### Extracted information ###
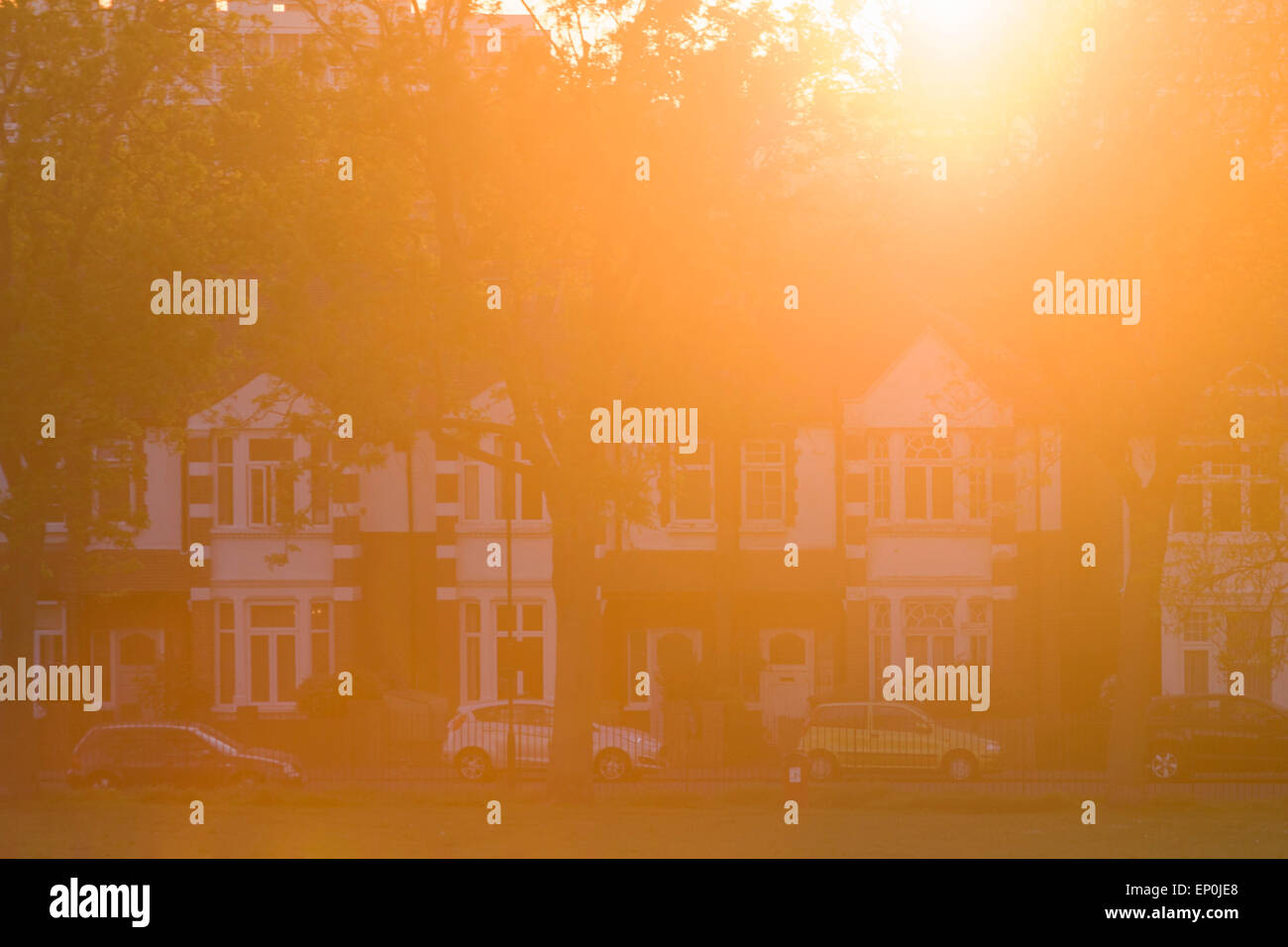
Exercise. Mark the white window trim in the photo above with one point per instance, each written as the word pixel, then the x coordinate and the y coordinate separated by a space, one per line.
pixel 681 463
pixel 652 637
pixel 518 634
pixel 763 467
pixel 244 655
###
Print each entry shown above with exact wording and no pictures.

Exercise. Mark the white window trim in the photo above with one point per instance, each written as the word pixel, then the x coordinate and the y coordinate separated by a space, one per line.
pixel 681 463
pixel 652 637
pixel 518 634
pixel 763 467
pixel 244 655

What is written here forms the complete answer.